▶ **Problem description**
From the account of the Seoul trip below, copy out the passage that starts at the words "By the final" and ends after "towards the road.", word for word.

[Extract — start]

Last week I went to Seoul for teacher training. I came back with new friends, a pair of climbing shoes and a kitten. The friends came from the training. For one week public school foreign teachers from around Korea were bundled together in a dormitory-filled building for thorough, well-meaning institutionalisation.

During this week it occurred to me that there should be a joke starting ‘how many teachers does it take to make a power point presentation?’ but I’ve yet to find one.

I can answer other questions, like ‘how do you inspire English teachers?’ Answer one:  Find some great speakers to give them inspirational lectures. Answer two: Remind them how it feels to be legally coerced into attending lots of lectures and make some of those lectures dull… It was in the wallows of compulsory dullness that my fifteen year old self resurfaced, at her sullen, chair-swinging, doodle-drawing best. I had to remind myself seriously to behave like the grown up I’m supposed to be, and swore then to make my lessons interesting if it kills me.

By the final Friday I had remembered what I like about cities: cool cafés, an abundance of people, and the feeling that anything is possible and everything exists.  Walking down a market street in the sunshine, having discovered climbing shoes that fit (in that toe numbing way they’re apparently supposed to), I only just noticed the small creature crawling towards the road.


It took a second look to realise that the creature was a small, black and white, dirty kitten who was clearly sick and very thin. I was told by a well-meaning old Korean lady who was trying to feed her milk (or drown her, it wasn’t quite clear), that she didn’t have a Mama. My first thought to myself was ‘you’re not taking her home’ only to be found hours later – having ascertained that Korean animal shelters kill unclaimed animals after ten days – clutching the little beast to my chest while boarding the train for Busan. Cats are considered vermin by many older Korean people and our journey was accompanied by a few reassuring ‘crazy foreigner’ glances.

So, my climbing weekend turned into a kitten caring weekend, and extended into the week. She’s called Soul and she lives, much to the vet’s surprise. Thus it is I find myself awakening to clean up poo, pick fish bones out of mackerel and syringe medicine into her reluctant mouth. She celebrates her health by lying on my lap less – instead waging war with her new nemesis ‘THE RUCKSACK STRAP’ or stalking my feet from her under-the-bed lair.

[Extract — finish]
[Provided material — start]

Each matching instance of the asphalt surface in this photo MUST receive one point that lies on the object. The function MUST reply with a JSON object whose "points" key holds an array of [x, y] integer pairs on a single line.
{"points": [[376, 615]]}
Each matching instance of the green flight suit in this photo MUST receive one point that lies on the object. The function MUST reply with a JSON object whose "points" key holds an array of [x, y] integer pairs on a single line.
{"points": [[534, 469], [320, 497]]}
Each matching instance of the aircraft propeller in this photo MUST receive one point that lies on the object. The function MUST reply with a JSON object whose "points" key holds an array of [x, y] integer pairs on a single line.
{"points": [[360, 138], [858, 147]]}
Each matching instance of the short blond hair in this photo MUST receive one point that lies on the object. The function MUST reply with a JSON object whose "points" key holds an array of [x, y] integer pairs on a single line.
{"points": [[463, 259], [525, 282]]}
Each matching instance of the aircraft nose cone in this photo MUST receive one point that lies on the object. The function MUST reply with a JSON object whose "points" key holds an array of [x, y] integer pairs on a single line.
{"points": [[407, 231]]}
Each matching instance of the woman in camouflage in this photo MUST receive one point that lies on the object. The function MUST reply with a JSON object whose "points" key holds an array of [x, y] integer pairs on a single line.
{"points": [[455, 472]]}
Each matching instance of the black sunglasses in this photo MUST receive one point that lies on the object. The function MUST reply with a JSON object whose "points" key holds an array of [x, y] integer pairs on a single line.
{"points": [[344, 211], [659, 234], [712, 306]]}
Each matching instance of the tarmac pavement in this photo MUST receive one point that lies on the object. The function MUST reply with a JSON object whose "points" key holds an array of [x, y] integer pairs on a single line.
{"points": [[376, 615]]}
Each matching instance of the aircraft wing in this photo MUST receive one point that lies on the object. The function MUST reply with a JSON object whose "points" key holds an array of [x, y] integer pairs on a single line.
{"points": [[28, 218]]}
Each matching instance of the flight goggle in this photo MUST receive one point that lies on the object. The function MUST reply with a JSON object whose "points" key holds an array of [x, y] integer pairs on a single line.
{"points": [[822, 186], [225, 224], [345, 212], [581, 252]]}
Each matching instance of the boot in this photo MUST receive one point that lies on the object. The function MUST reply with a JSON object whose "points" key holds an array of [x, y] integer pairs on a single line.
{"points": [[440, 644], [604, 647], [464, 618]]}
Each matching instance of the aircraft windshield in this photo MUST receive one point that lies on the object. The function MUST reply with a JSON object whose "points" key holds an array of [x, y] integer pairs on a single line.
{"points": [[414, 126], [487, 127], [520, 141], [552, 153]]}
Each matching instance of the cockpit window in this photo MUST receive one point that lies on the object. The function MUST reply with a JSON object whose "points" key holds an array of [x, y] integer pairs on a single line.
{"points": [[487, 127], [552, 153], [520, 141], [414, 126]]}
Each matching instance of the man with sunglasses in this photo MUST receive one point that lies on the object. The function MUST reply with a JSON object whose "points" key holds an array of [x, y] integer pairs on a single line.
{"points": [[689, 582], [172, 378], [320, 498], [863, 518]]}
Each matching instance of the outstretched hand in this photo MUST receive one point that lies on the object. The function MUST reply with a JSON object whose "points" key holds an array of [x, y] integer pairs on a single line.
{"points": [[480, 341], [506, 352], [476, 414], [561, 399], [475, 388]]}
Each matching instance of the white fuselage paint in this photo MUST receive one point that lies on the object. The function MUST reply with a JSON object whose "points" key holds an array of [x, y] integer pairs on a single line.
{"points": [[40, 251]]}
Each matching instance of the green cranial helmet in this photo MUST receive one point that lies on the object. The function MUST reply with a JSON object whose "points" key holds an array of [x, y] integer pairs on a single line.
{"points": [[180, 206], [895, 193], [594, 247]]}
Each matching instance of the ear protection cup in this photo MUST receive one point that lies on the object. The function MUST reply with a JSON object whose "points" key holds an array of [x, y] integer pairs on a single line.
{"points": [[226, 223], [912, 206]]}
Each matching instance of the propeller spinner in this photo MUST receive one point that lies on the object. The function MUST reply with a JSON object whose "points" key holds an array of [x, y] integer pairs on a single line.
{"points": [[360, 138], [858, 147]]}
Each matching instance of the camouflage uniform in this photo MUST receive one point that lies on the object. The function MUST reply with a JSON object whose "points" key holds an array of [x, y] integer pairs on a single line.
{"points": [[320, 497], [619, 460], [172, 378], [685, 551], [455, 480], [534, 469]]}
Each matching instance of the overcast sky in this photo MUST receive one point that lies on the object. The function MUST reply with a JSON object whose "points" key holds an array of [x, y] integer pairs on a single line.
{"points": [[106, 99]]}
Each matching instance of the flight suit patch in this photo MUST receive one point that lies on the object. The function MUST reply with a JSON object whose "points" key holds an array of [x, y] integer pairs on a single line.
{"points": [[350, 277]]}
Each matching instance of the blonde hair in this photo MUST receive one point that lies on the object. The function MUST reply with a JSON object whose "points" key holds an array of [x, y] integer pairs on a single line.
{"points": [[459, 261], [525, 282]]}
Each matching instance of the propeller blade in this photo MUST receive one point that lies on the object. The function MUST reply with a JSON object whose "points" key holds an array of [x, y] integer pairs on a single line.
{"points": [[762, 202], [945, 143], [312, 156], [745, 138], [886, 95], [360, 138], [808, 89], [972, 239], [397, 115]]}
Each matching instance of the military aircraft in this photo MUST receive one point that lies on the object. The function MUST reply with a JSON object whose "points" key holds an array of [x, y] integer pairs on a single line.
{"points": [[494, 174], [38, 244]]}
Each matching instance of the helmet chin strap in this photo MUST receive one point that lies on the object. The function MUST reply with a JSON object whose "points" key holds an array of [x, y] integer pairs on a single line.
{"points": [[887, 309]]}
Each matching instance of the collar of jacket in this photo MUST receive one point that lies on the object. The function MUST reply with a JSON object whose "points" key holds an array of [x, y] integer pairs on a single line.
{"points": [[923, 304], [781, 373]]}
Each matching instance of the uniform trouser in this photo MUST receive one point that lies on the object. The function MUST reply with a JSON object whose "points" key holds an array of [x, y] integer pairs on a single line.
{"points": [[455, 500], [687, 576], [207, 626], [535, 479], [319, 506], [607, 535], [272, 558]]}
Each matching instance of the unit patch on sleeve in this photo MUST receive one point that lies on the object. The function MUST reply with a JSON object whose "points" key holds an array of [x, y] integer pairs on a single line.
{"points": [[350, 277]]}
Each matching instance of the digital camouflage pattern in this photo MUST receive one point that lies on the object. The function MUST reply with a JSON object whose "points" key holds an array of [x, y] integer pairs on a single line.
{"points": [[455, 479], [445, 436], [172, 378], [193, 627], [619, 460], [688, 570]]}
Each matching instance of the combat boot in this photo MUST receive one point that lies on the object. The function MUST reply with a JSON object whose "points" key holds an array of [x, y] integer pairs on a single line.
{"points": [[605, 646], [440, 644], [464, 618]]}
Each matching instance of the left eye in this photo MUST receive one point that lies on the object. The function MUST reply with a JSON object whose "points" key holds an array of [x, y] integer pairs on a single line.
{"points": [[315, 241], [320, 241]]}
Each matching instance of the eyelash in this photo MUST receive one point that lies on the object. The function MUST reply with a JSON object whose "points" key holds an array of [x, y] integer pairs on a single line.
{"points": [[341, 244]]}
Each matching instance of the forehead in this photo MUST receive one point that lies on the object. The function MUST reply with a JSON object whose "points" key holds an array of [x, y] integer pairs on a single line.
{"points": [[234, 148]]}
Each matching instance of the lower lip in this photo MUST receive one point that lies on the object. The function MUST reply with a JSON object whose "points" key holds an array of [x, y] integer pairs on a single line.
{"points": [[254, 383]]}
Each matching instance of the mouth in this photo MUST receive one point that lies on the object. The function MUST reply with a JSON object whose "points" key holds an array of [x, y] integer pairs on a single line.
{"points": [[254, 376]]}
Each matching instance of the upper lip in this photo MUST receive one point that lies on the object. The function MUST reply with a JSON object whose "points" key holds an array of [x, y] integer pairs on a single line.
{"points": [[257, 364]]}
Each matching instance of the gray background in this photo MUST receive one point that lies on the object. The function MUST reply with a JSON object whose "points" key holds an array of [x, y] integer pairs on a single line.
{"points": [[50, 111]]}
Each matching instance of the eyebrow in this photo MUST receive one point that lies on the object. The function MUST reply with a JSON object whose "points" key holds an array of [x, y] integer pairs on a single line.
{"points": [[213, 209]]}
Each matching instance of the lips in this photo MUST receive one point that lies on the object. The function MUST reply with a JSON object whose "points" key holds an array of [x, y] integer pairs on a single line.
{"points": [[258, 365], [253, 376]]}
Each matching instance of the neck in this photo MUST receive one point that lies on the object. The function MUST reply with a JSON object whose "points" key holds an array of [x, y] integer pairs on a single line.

[Provided material — finish]

▶ **Expected answer**
By the final Friday I had remembered what I like about cities: cool cafés, an abundance of people, and the feeling that anything is possible and everything exists.  Walking down a market street in the sunshine, having discovered climbing shoes that fit (in that toe numbing way they’re apparently supposed to), I only just noticed the small creature crawling towards the road.